Part-time: trattamento economico e normativo.



L’ art. 4 del D.Lgs. n. 61/2000 afferma il principio di non discriminazione dei lavoratori a tempo parziale che non devono ricevere un trattamento meno favorevole rispetto ai lavoratori a tempo pieno, per il solo fatto di lavorare ad orario ridotto.
In base a quanto affermato dal Ministero del Lavoro (nota n. 45/2008) se il lavoratore a tempo pieno percepisce la retribuzione, nella sua parte fissa e variabile, in un’unica soluzione, con cadenza mensile lo stesso trattamento deve essere riconosciuto al lavoratore a tempo parziale.

::::::::::

Consegna di lavoro: Stampa per intero il testo sul trattamento del lavoro part-time, senza cambiare nulla. I dati non hanno alcun legame con il testo.

(Voci di dati estratte)
::::::::::

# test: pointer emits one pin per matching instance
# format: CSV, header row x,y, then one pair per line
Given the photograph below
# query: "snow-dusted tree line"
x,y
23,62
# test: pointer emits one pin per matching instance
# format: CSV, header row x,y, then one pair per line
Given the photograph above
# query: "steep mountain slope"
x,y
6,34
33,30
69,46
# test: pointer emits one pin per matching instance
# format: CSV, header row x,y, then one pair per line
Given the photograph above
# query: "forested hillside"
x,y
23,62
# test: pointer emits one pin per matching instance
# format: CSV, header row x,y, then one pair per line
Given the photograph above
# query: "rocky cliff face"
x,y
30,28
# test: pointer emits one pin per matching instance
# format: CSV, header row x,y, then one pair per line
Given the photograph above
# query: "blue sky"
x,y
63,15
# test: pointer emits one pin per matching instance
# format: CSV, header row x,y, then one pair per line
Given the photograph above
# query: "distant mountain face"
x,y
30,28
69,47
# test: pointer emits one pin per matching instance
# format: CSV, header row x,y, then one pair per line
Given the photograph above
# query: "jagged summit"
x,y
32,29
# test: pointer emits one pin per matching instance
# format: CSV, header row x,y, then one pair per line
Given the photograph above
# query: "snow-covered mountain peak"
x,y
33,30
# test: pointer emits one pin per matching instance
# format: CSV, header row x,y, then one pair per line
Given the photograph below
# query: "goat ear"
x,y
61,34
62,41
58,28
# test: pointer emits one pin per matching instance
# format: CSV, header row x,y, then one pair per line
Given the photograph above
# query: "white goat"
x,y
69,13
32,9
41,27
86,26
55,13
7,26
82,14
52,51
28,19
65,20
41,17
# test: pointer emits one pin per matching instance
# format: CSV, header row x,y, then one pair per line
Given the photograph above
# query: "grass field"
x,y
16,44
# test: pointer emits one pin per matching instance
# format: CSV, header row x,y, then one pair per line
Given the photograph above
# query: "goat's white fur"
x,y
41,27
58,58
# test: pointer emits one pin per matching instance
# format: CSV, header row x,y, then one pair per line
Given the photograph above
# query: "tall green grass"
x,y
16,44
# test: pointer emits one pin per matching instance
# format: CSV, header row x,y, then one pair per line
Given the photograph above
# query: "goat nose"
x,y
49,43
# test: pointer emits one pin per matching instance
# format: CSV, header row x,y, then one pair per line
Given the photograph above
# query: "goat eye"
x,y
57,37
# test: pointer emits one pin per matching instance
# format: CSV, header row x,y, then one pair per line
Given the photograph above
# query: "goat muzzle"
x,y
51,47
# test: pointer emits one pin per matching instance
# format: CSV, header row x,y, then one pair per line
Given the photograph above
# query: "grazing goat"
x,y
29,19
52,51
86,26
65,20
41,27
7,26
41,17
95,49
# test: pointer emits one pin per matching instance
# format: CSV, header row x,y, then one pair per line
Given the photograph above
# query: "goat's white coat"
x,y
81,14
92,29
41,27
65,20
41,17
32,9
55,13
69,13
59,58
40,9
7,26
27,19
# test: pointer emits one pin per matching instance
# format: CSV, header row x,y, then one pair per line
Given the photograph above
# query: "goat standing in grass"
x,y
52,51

::::::::::

Soluzione qui sotto:
Part-time: trattamento economico e normativo.



L’ art. 4 del D.Lgs. n. 61/2000 afferma il principio di non discriminazione dei lavoratori a tempo parziale che non devono ricevere un trattamento meno favorevole rispetto ai lavoratori a tempo pieno, per il solo fatto di lavorare ad orario ridotto.
In base a quanto affermato dal Ministero del Lavoro (nota n. 45/2008) se il lavoratore a tempo pieno percepisce la retribuzione, nella sua parte fissa e variabile, in un’unica soluzione, con cadenza mensile lo stesso trattamento deve essere riconosciuto al lavoratore a tempo parziale.